Give only the number of lines in the items below that contain the string "sided".

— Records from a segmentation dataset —
----
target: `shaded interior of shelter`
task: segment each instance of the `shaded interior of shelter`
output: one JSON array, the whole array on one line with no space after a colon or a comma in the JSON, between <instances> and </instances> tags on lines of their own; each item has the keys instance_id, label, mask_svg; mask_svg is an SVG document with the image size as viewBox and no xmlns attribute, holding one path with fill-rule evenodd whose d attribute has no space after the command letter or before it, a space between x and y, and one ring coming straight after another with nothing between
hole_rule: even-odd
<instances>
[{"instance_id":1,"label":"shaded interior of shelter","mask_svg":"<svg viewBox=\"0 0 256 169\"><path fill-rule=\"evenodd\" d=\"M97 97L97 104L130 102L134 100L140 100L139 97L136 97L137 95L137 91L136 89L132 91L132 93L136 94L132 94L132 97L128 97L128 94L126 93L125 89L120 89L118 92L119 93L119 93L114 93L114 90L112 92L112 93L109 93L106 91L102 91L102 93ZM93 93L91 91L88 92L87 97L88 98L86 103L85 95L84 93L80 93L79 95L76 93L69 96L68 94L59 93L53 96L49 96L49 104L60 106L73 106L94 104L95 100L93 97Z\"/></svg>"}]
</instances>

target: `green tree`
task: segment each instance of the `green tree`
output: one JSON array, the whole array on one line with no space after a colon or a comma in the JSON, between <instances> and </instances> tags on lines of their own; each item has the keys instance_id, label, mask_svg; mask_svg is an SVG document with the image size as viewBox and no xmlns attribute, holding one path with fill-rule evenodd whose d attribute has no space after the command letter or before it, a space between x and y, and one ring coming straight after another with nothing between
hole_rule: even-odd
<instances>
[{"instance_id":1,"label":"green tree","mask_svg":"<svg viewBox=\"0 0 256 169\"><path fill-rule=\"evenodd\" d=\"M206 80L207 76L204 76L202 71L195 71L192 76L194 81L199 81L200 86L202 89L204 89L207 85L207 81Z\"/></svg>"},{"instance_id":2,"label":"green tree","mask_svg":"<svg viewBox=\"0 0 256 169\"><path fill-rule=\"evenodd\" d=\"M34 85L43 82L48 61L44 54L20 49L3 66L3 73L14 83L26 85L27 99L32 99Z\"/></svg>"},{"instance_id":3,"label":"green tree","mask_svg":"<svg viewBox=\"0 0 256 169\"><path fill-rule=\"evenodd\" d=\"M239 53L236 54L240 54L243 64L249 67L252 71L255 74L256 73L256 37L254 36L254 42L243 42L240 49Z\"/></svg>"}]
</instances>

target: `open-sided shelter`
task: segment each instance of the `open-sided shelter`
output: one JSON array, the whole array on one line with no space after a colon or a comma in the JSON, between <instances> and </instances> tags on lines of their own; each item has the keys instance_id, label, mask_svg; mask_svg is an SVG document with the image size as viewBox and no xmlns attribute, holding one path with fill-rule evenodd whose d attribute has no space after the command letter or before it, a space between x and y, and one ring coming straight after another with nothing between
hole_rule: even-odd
----
— The result —
2